▶ **TASK ITEM**:
Answer with one figure only, the number of lines below in which "jersey" occurs.

===== EXTRACTED ENTRIES

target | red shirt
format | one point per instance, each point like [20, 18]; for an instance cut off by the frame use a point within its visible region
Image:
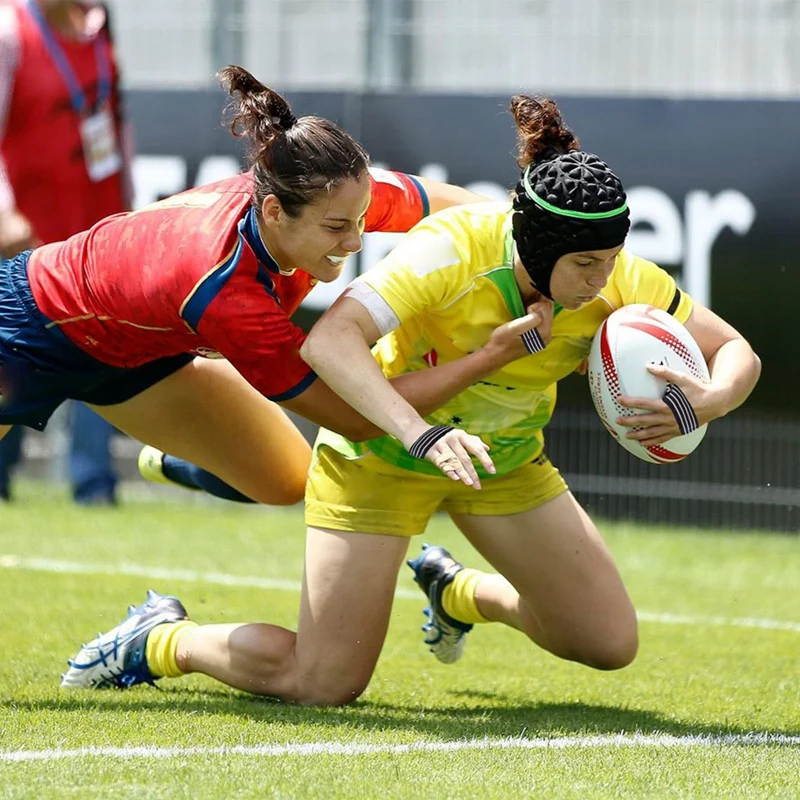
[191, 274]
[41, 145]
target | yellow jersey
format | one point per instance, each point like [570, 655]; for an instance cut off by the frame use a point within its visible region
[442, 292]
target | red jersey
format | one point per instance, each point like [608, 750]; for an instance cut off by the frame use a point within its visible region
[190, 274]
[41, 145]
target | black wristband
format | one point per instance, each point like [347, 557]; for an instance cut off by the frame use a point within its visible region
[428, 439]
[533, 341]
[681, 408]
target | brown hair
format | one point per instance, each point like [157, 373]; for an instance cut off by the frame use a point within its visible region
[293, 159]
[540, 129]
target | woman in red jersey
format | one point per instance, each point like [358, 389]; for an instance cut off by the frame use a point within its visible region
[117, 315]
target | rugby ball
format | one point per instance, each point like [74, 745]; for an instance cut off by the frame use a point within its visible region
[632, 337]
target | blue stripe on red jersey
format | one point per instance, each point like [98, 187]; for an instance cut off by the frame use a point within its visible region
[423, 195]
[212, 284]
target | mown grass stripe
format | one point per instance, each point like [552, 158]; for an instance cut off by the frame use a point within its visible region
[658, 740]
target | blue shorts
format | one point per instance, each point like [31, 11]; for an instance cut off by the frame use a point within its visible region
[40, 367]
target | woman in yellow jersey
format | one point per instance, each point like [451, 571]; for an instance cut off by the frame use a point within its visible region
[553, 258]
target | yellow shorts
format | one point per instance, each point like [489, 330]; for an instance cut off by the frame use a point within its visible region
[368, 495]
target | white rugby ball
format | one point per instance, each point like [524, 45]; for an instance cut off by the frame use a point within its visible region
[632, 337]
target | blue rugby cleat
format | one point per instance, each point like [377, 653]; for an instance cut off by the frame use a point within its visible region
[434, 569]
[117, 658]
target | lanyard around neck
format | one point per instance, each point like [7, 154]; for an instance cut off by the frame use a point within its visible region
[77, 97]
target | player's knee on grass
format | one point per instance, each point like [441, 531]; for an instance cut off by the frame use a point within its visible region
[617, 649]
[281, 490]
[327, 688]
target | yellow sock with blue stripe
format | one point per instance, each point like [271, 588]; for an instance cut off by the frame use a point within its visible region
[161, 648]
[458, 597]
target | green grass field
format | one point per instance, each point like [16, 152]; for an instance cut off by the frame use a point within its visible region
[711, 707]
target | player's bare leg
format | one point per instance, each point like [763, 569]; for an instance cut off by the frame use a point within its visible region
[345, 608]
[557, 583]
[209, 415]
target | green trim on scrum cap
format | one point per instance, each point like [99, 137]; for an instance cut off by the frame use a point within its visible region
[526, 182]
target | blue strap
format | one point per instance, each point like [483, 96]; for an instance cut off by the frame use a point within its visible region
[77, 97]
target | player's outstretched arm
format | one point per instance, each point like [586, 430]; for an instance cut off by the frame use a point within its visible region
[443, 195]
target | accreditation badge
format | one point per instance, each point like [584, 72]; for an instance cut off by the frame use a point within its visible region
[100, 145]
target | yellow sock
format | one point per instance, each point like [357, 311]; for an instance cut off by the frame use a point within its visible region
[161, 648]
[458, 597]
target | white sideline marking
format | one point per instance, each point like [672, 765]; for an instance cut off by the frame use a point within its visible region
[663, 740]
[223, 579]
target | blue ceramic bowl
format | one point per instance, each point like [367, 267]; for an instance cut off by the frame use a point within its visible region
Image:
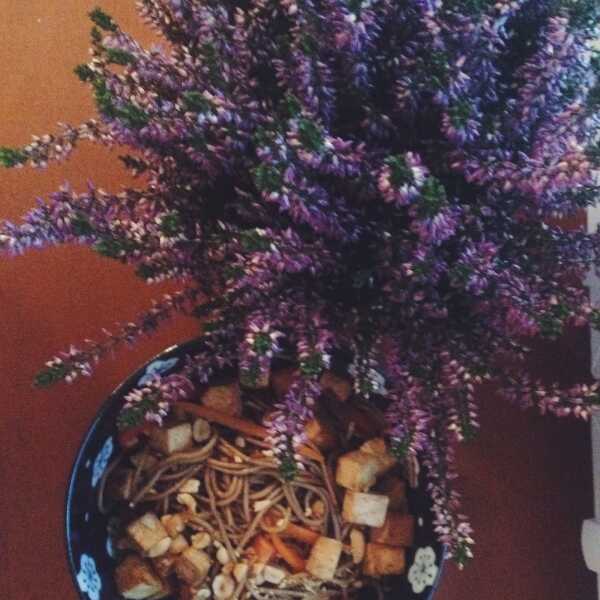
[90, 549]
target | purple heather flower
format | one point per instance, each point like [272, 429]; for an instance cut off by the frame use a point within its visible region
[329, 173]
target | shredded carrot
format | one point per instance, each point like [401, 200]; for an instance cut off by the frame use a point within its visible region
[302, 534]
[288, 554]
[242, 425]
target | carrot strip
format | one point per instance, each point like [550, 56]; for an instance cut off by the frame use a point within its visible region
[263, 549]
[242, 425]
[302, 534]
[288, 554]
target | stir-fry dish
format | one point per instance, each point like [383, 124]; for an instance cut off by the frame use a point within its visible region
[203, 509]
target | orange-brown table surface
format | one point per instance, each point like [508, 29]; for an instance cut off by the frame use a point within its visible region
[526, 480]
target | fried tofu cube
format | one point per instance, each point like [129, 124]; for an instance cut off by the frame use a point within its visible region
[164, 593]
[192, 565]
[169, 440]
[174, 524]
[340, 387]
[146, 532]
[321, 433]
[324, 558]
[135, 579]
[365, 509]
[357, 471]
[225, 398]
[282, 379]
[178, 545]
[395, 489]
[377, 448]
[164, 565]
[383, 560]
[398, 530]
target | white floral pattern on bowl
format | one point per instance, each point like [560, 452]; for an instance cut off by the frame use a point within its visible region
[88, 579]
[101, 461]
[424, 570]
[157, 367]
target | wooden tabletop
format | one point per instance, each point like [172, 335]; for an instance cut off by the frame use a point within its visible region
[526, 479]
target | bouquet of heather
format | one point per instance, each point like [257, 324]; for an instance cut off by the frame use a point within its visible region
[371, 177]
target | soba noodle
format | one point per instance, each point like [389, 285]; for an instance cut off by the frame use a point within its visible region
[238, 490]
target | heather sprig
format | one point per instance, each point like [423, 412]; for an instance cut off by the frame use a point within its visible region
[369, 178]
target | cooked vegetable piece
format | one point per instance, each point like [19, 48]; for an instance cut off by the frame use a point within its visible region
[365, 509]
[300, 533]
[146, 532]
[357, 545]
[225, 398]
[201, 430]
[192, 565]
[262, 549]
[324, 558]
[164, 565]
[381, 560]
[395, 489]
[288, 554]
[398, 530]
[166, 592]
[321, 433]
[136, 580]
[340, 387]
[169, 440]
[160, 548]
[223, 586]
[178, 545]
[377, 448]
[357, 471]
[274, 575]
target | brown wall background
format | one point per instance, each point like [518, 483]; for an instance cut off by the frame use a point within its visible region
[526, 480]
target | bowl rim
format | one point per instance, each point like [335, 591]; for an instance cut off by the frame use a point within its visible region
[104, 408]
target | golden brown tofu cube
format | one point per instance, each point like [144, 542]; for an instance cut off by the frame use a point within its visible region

==========

▶ **ANSWER BOX**:
5